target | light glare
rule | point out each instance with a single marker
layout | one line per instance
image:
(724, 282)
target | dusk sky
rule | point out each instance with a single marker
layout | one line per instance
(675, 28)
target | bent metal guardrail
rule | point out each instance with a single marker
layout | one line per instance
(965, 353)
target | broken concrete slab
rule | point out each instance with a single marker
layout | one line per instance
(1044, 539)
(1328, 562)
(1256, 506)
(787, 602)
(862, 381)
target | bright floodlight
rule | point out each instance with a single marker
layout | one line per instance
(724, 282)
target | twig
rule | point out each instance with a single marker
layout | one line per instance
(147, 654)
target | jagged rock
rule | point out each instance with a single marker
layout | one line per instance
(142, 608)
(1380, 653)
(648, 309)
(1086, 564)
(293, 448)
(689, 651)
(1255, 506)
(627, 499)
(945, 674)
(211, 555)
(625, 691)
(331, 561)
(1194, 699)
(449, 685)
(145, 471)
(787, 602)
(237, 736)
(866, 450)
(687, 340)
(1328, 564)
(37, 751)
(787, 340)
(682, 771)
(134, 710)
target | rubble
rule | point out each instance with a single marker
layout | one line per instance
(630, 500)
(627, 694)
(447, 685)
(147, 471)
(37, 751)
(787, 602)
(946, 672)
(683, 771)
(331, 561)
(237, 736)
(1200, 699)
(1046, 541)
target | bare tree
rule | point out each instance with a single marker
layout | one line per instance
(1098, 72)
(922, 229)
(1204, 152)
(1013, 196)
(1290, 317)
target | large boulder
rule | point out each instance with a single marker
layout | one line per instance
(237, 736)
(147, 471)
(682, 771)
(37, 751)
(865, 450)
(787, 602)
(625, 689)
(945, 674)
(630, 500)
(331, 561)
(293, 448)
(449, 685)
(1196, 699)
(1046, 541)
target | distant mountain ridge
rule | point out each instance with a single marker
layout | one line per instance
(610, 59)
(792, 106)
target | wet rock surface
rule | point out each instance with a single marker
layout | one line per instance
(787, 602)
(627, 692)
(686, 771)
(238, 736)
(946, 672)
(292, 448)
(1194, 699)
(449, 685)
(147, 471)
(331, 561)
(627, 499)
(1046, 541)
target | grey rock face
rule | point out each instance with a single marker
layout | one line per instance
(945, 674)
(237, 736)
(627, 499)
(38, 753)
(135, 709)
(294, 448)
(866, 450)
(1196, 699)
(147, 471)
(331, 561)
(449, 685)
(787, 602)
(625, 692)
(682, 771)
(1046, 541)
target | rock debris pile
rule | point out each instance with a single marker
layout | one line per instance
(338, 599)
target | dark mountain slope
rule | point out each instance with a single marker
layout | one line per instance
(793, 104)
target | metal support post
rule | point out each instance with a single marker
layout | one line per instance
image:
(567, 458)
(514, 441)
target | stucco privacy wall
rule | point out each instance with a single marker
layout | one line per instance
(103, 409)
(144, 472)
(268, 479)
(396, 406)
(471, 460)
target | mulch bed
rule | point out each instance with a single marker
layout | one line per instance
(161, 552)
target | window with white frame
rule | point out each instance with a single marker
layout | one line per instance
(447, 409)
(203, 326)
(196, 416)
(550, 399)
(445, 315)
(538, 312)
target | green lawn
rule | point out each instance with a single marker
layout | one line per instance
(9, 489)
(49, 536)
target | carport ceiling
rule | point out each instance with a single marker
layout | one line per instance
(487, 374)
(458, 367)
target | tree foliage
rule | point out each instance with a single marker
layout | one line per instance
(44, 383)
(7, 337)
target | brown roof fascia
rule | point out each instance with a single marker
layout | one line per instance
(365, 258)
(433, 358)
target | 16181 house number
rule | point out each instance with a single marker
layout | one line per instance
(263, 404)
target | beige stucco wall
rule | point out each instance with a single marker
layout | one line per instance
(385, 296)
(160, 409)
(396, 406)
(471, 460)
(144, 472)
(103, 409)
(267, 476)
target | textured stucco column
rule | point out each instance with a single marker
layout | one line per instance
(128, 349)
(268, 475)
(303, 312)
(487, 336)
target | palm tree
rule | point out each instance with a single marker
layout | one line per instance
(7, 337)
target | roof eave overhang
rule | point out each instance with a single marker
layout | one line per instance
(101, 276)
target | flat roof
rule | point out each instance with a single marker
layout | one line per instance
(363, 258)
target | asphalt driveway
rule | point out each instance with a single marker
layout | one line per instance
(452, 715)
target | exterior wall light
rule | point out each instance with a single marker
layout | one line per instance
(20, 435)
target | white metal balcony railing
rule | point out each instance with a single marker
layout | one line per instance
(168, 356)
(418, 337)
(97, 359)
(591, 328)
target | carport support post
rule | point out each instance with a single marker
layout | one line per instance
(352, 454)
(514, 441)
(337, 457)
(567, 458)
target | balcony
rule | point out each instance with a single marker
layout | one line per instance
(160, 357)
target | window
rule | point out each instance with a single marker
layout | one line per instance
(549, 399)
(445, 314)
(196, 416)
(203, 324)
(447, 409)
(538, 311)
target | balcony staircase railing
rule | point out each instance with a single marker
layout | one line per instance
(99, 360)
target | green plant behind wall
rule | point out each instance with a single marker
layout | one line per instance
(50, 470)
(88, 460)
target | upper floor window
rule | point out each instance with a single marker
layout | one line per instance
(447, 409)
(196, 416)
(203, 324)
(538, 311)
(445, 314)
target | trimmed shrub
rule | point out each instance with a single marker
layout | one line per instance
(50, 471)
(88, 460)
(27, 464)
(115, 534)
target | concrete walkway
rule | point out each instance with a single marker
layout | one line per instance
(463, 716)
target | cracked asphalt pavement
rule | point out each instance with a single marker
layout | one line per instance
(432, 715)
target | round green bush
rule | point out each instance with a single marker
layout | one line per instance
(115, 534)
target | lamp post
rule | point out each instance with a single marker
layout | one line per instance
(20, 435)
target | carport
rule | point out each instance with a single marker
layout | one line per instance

===

Qué hacer |
Reproduce sin ningún cambio todas las líneas de los registros de arriba.

Salida correcta |
target | light glare
rule | point out each instance with a single marker
layout | one line per instance
image:
(724, 282)
target | dusk sky
rule | point out each instance with a single marker
layout | one line per instance
(675, 28)
target | bent metal guardrail
rule | point out each instance with a single marker
layout | one line per instance
(965, 353)
target | broken concrete slab
rule | point out each instance with a single marker
layout | one line per instance
(1044, 539)
(1328, 562)
(1256, 506)
(787, 602)
(862, 381)
target | bright floodlight
rule | point out each instance with a single marker
layout | one line per instance
(724, 282)
target | twig
rule | point out each instance with a single marker
layout | one line per instance
(147, 654)
target | jagged rock
rule | point out each instance with a single marker
layout | one line per instance
(142, 608)
(1380, 653)
(648, 309)
(1086, 564)
(293, 448)
(689, 651)
(1255, 506)
(627, 499)
(945, 674)
(211, 555)
(625, 691)
(331, 561)
(1194, 699)
(449, 685)
(145, 471)
(787, 602)
(237, 736)
(866, 450)
(687, 340)
(1328, 564)
(37, 751)
(787, 340)
(682, 771)
(134, 710)
target | rubble
rule | point out each instance with a single marker
layout | one line per instance
(630, 500)
(627, 694)
(447, 685)
(147, 471)
(37, 751)
(787, 602)
(946, 672)
(683, 771)
(331, 561)
(237, 736)
(1200, 699)
(1046, 541)
target | bare tree
rule | point out each instance with a single marker
layout | one line per instance
(1098, 72)
(922, 229)
(1204, 152)
(1013, 196)
(1290, 317)
target | large boulder
rule | point out each instance with a single marker
layout | one line per instance
(237, 736)
(147, 471)
(682, 771)
(37, 751)
(865, 450)
(787, 602)
(625, 689)
(945, 674)
(630, 500)
(331, 561)
(293, 448)
(449, 685)
(1196, 699)
(1046, 541)
target | distant mountain ridge
rule | point out each instance with a single marker
layout | one line per instance
(610, 59)
(792, 106)
target | wet rock surface
rule | point out each instance with a single marker
layout | one line per instance
(787, 602)
(627, 692)
(686, 771)
(238, 736)
(946, 672)
(292, 448)
(1194, 699)
(449, 685)
(147, 471)
(331, 561)
(627, 499)
(1046, 541)
target | grey rock face
rule | point out each instance with a single marker
layout | one line per instance
(945, 674)
(237, 736)
(627, 499)
(38, 753)
(135, 709)
(294, 448)
(866, 450)
(1196, 699)
(147, 471)
(331, 561)
(449, 685)
(787, 602)
(625, 692)
(682, 771)
(1046, 541)
target | rock debris pile
rule | point out each instance with a single marker
layout | one line per instance
(338, 599)
target | dark mountain slope
rule | point out each instance with a single marker
layout | one line per instance
(793, 104)
target | metal support post
rule | point out each instance with a single marker
layout | one line per instance
image:
(567, 458)
(514, 441)
target | stucco privacy wall
rule | point out each instance with a single marker
layout | one line per instance
(103, 409)
(144, 472)
(268, 479)
(396, 406)
(471, 460)
target | mulch bed
rule | point out each instance with a single marker
layout | one line per instance
(161, 552)
target | window with white frame
rule | point out each instance with a single marker
layout | one line per instance
(447, 409)
(203, 326)
(196, 416)
(550, 399)
(445, 315)
(538, 312)
target | green lawn
rule | point out each instance with a single marker
layout | one line per instance
(9, 489)
(49, 536)
target | carport ceiling
rule | point out each instance with a single marker
layout | one line per instance
(487, 374)
(458, 367)
target | tree foliage
rule | point out each instance with a single marker
layout | one line per instance
(44, 383)
(7, 337)
target | brown roof fascia
rule | point out each instance with a single marker
layout | one line per instance
(365, 258)
(433, 358)
target | 16181 house number
rule | point out each instance with a single marker
layout | one line per instance
(263, 404)
target | beige stucco wall
rule | point out each instance with a single marker
layout | one line per instance
(385, 296)
(160, 409)
(396, 406)
(471, 460)
(144, 472)
(103, 409)
(267, 476)
target | textured stucco column
rule | point out each instance with a single marker
layout | one line per instance
(128, 349)
(268, 475)
(303, 312)
(487, 336)
target | palm tree
rule | point out each instance with a single marker
layout | one line per instance
(7, 337)
target | roof eave overhang
rule | point out each instance with a single marker
layout | one line per instance
(101, 276)
target | flat roof
rule | point out each instance with a single marker
layout | one line per instance
(363, 258)
target | asphalt driveway
rule | point out each instance with a single marker
layout | one line per instance
(452, 715)
target | exterior wall light
rule | point out each instance with a single marker
layout | one line per instance
(20, 435)
target | white metal balcony railing
rule | point out each instance with a single marker
layout | one line per instance
(168, 356)
(418, 337)
(97, 359)
(591, 328)
target | carport support post
rule | point out each instance with a single marker
layout | one line per instance
(352, 454)
(514, 441)
(337, 457)
(567, 458)
target | balcony
rule | point out each instance with a single marker
layout | one line per instance
(160, 357)
target | window
rule | point out each instance with a single marker
layout | one line per instance
(549, 399)
(445, 314)
(196, 416)
(203, 324)
(447, 409)
(538, 311)
target | balcony staircase railing
rule | point out each instance with a single marker
layout | one line per instance
(99, 360)
target | green plant behind wall
rule | point out each instance with a single marker
layout | one line per instance
(50, 470)
(88, 460)
target | upper floor window
rule | point out each instance with a single marker
layout | one line per instance
(447, 409)
(196, 416)
(203, 324)
(538, 311)
(445, 314)
target | trimmed shrub
rule | point out each instance with a single marker
layout | one line per instance
(50, 471)
(88, 460)
(27, 464)
(115, 534)
target | concrete walkway
rule | point out each instance with a single marker
layout | one line per instance
(463, 716)
target | cracked asphalt pavement
rule | point out each instance with a single marker
layout | one line per instance
(432, 715)
target | round green bush
rule | point out each instance with a single marker
layout | one line per instance
(115, 534)
target | lamp post
rule | point out each instance with a single marker
layout | one line per instance
(20, 435)
target | carport
rule | point out each instance with a single marker
layout | one line per instance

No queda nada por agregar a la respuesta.